Dataset:
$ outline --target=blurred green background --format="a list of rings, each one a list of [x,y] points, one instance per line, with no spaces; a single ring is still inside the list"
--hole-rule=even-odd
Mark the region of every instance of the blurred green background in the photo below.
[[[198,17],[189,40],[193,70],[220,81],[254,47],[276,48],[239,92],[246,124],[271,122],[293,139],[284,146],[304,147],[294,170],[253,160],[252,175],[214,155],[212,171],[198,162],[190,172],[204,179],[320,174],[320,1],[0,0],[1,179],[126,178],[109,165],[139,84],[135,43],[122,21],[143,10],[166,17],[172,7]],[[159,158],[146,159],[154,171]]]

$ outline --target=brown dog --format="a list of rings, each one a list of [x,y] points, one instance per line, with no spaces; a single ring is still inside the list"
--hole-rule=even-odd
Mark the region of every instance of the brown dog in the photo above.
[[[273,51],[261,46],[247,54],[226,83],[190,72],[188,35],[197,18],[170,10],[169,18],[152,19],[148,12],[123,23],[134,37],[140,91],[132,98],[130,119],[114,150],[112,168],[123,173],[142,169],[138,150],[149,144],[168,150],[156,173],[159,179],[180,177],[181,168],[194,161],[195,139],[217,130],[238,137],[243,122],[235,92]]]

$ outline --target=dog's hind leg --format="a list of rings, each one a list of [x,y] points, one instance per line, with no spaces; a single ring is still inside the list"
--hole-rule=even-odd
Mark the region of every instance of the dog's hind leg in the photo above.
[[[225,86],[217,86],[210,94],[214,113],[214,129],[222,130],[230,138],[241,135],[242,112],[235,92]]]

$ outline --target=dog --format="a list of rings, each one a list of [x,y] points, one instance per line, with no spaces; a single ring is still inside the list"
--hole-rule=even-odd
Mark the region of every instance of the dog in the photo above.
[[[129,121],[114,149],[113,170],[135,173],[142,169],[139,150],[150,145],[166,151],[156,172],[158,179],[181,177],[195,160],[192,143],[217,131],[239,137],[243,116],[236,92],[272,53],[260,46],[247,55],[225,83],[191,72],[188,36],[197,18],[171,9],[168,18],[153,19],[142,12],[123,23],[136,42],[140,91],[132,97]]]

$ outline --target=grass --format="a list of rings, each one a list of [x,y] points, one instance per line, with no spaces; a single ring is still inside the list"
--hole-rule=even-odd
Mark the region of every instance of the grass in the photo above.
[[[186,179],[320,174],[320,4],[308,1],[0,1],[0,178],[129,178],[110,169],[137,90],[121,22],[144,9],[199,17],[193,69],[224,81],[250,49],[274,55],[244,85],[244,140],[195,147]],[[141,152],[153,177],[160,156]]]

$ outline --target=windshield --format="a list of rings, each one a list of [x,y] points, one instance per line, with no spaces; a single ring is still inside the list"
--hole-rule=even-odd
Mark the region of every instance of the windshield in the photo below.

Your objective:
Lines from the entries that contain the word "list" are what the answer must hold.

Task solution:
$ outline --target=blurred green background --format="a list of rings, each one a list of [x,y] points, one instance per line, with no spaces; a single ring is still inside the list"
$ outline --target=brown dog --format="a list of rings, each one a list of [x,y] points, one instance per line, with no spaces; a single ring is still inside the list"
$ outline --target=dog's hind leg --format="a list of rings, each one a list of [x,y] points, one instance per line, with no spaces; a single ring is still inside the list"
$ outline --target=dog --format="a list of rings, each one a list of [x,y] points, one instance per line, with no spaces; a single ring is still inside the list"
$ outline --target=grass --format="a list of rings, each one a list of [x,y] points, one instance per line, with no spaces; a single ring is still inside the list"
$ outline --target=windshield --format="a list of rings, each one a list of [x,y] points, one instance per line, with no spaces; a single ring is still inside the list"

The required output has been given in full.